SHORT TASK: Reproduce the entire listing word for word.

---- SUPPLIED DATA

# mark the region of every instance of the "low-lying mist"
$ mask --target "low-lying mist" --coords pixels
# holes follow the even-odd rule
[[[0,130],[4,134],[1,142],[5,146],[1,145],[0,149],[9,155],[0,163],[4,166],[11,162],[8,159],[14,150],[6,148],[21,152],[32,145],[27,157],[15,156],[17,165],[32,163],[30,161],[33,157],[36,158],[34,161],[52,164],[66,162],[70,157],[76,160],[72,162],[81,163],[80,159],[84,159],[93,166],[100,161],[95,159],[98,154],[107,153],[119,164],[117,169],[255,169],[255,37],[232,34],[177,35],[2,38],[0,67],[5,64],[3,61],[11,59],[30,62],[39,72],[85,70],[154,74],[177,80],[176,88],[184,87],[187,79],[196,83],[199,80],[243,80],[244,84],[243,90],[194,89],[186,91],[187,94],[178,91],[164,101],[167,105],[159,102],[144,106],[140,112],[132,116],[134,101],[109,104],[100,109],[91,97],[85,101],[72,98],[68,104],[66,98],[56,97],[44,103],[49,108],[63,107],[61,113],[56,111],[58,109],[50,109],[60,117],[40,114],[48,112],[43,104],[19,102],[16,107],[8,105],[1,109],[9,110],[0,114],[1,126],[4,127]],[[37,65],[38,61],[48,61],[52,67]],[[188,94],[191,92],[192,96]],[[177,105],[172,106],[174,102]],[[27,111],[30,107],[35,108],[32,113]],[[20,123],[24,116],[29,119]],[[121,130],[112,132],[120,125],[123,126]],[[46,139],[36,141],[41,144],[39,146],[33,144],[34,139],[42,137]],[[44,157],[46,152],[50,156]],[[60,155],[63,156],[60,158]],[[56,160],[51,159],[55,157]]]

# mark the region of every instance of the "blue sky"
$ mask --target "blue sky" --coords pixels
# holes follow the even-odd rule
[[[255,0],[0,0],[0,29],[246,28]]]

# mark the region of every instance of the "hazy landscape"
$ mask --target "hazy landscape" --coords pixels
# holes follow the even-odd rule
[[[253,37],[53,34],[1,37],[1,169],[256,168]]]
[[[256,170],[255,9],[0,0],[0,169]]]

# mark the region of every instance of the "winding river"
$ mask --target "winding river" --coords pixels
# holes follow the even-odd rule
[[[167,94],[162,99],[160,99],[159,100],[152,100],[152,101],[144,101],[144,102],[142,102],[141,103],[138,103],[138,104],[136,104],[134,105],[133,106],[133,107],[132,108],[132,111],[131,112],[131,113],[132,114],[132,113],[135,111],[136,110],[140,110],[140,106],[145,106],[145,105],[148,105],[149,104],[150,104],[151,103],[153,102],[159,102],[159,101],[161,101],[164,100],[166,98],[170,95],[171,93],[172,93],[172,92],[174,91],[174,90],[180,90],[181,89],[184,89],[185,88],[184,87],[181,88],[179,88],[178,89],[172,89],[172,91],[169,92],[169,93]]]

--------

OUTPUT OF THE EXERCISE:
# mark the region of every instance of the "low-lying mist"
$ mask --target "low-lying mist" --coords pixels
# holes follow the even-odd rule
[[[0,130],[4,134],[1,142],[5,146],[1,145],[0,149],[9,155],[0,163],[4,166],[11,162],[8,159],[14,150],[6,148],[21,152],[32,145],[27,157],[15,156],[17,165],[32,163],[30,161],[33,157],[36,158],[34,161],[52,164],[66,162],[70,157],[76,160],[72,162],[81,163],[80,159],[84,159],[93,166],[100,161],[95,159],[98,154],[107,153],[119,164],[117,169],[255,169],[255,37],[232,34],[177,35],[2,38],[0,67],[5,64],[3,61],[11,59],[30,62],[39,72],[85,70],[154,74],[177,80],[176,88],[184,87],[187,79],[196,83],[199,80],[243,80],[244,84],[243,90],[194,89],[186,91],[187,94],[178,91],[164,101],[167,105],[159,102],[144,106],[140,112],[132,116],[134,101],[109,104],[100,109],[91,97],[85,101],[72,98],[68,104],[66,98],[56,97],[44,103],[49,108],[63,107],[61,113],[56,111],[58,109],[50,109],[60,117],[40,114],[48,112],[43,104],[19,102],[16,107],[8,105],[1,109],[9,110],[0,114],[1,126],[4,127]],[[37,65],[38,61],[48,61],[52,67]],[[188,94],[191,92],[192,96]],[[177,105],[172,106],[174,102]],[[27,111],[30,107],[35,108],[32,113]],[[20,123],[24,116],[29,119]],[[121,130],[112,132],[120,125],[123,126]],[[46,139],[36,141],[41,144],[39,146],[33,144],[34,139],[42,137]],[[44,157],[46,152],[50,156]],[[60,155],[63,156],[60,158]],[[56,160],[51,159],[55,157]]]

# mark the region of every instance of the "blue sky"
$ mask --target "blue sky" --coords pixels
# holes follow the even-odd rule
[[[255,0],[0,0],[0,29],[246,28]]]

# mark the region of every instance of the "hazy landscape"
$ mask --target "hazy landscape" --coords pixels
# holes follow the even-odd rule
[[[253,37],[53,34],[1,37],[1,169],[256,168]]]
[[[256,170],[255,9],[0,0],[0,169]]]

# mark the region of every instance of the "winding river"
$ mask --target "winding river" --coords pixels
# holes follow the even-odd rule
[[[167,94],[162,99],[160,99],[159,100],[152,100],[152,101],[144,101],[144,102],[142,102],[141,103],[138,103],[138,104],[136,104],[134,105],[133,106],[133,107],[132,108],[132,111],[131,112],[131,113],[132,114],[132,113],[135,111],[136,110],[140,110],[140,106],[145,106],[145,105],[148,105],[149,104],[150,104],[151,103],[153,102],[159,102],[159,101],[161,101],[164,100],[166,98],[170,95],[171,93],[172,93],[172,92],[174,91],[174,90],[180,90],[181,89],[184,89],[185,88],[184,87],[181,88],[179,88],[178,89],[172,89],[172,91],[169,92],[169,93]]]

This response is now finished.